* [Data supplied]
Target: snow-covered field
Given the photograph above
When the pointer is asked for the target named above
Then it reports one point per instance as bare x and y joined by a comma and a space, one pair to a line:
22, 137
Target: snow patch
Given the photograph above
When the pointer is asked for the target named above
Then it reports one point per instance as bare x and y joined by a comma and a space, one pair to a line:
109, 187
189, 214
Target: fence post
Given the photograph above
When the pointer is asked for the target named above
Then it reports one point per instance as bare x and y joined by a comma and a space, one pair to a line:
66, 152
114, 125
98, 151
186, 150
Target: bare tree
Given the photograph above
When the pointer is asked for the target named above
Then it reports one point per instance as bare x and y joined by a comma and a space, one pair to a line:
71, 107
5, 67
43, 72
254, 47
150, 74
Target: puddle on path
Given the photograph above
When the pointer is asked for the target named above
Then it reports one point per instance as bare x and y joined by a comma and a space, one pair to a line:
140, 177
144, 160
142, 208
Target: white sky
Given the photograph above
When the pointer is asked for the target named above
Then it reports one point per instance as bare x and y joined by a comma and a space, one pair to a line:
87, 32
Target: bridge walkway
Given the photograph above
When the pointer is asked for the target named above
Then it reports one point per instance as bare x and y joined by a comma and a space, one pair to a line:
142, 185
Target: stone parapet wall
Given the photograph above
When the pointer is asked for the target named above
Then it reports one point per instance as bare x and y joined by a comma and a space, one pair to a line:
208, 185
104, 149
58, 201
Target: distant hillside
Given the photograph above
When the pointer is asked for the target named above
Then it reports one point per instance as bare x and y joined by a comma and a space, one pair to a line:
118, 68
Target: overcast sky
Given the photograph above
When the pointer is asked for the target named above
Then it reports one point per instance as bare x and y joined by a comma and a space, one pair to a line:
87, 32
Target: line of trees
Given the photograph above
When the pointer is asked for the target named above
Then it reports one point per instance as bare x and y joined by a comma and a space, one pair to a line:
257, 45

* [What the task asks]
Copy every item above word for word, keeping each line as it stands.

* [Output of the exercise]
Target: snow-covered field
Given the photograph above
When the pointer is asked for the target named above
Then it reports one point per instance as bare x and y joined by a comma and a space, one pair to a line:
22, 137
Target: snow patch
Given the photograph above
When the pointer is asked for the target named above
Then it reports one point per instance as bare x and y joined by a comma and a space, one pair to a line:
109, 187
189, 214
Target: fence post
Given the photograph above
When the pointer is asked for the target named above
Then it reports one point per instance as bare x and y joined by a comma and a space, one pair to a line:
66, 152
114, 125
98, 151
186, 150
Target: bare tree
Given the photograph above
When the pointer is asked for the target named above
Then it reports one point per instance as bare x and y joined by a comma and a space, one pair to a line:
71, 107
5, 67
43, 72
254, 47
150, 74
Target: puddle on path
Given the photograph above
When the pointer is asked for the target named above
Then it reports one point per instance as bare x and y joined by a comma and a space, one pair to a line:
140, 177
144, 160
142, 208
Target: white sky
Given the photograph above
When the pointer is asked for the target named above
Then it reports one point per instance as bare x and y joined by a comma and a space, one pair to a line:
87, 32
Target: bridge walkway
Given the photograph above
When the pointer is asked for the target named above
Then it reports one point per instance as bare x and y joined by a comma and a space, one pair to a line:
142, 185
Target: stone parapet wall
Given the photograph above
When the pointer is asked for the target named above
Then it reports one point per instance as bare x and y joined by a comma and a space, one pair to a line:
208, 185
104, 149
58, 201
Target: distant hillside
Given the photograph above
When the pointer is asked for the target named above
Then it reports one point per instance as bare x and y joined by a comma and a space, one pair to a line:
118, 68
Target: overcast sky
Given the photograph above
When the pointer is asked for the target named above
Then it reports one point per instance as bare x and y joined by a comma and a space, one pair to a line:
87, 32
Target: line of trees
Given the photograph above
When the pointer is asked for the target named above
Then it reports one point per instance as bare x and y joined by a comma and a space, one pair to a line:
257, 45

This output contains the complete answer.